### EXERCISE A
Rewrite the tenosynovitis article's paragraph starting "Tenosynovitis of the upper extremities" as a short bulleted list that keeps its main facts.
### EXERCISE B
Pick up the tenosynovitis article after its final line and keep writing it.

### GIVEN TEXT

Tenosynovitis: Inflammation in the Hands and Feet

September 30, 2016
Because the condition can become severely debilitating, it's important that we know how to identify the symptoms of tenosynovitis as soon as possible in order to get an early diagnosis and the appropriate treatment.

The name may sound a little strange, but in reality, it’s a problem that many of our readers will become familiar with at some point in their lives.

Tenosynovitis is the inflammation of the lining of the protective sheath that surrounds the tendon. It’s painful, debilitating and is centralized in the hands and feet.

It may occur as sudden swelling of the skin and redness of the skin may occur as well. Despite not having suffered any injury, the pain is intense and debilitating, even when at rest.

Experts tells us that it’s important to obtain an early diagnosis. This will prevent the inflammation from further damaging the tendons and their sheaths and causing even further problems.

If you are experiencing discomfort, consult a specialist. Below, we’ll give you all the essential facts on tenosynovitis.

Tenosynovitis: debilitating joint pain

In order to understand what tenosynovitis is, let’s take a look at a tendon. This perfect structure anchors the muscles in our hands to the bone.

The tendon is covered in a sheath, the sinovial membrane, which protects and isolates the tendons. This is precisely where the inflammation and pain occurs.

What’s immediately noticeable about tenosynovitis is that it affects the flexor muscles, which means the first symptoms of this condition occur when moving the hands or walking.

It begins as slight discomfort, but gradually it develops into inflammation, swelling and even fever.


Who is at risk for tenosynovitis?

Tenosynovitis of the upper extremities tends to affect women more. Also, those who play sports or work in manual labor, like tailors, butchers and even dentists also suffer from tenosynovitis.

Discover: The Amazing Benefits of Magnesium

What are the symptoms of tenosynovitis?

  • Pain in the wrist, ankle, sole of the foot, or heel.

######
### RECORDED DATA

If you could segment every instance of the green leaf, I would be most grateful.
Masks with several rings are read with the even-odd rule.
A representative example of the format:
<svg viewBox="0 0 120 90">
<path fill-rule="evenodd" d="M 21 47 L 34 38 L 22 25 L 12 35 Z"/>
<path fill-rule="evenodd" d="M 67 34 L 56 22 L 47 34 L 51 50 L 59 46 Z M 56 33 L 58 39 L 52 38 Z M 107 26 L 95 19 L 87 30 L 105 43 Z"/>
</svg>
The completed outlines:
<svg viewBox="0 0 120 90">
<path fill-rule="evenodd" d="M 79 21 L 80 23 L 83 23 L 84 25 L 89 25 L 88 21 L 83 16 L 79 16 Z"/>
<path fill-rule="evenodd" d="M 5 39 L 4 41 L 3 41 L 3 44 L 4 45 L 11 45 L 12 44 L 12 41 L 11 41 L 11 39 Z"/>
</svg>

######

### ANSWER BOX A
- Tenosynovitis of the upper extremities affects women more often.
- People who play sports also get it.
- So do manual workers such as tailors, butchers, and dentists.

### ANSWER BOX B
  • Redness or swelling that lasts for days. When this happens, the pain occurs even at rest.
  • Fingers and toes “creak” when moving.
  • Small bumps may appear on the fingers and toes due to infection.
  • Manipulating objects, walking, and doing daily tasks takes a lot of effort and causes a lot of discomfort.

What causes tenosynovitis?

The main causes of inflammation of the synovial sheath are repetitive movements of the hands and feet, as well as poor posture which many do without realizing.

Every one of these repetitive and continuous movements causes excessive friction between the tendon and bone to which it’s attached. Repetitive movement and small injuries to the sheath that surrounds the tendon can gradually lead to inflammation. 

De Quervain syndrome

One of the most common injuries associated with tenosynovitis is De Quervain syndrome.

De Quervain syndrome is painful inflammation of the tendons in the thumbs.

  • Everyday tasks like picking up a small child, sewing, typing or even playing the piano can cause this type of tenosynovitis.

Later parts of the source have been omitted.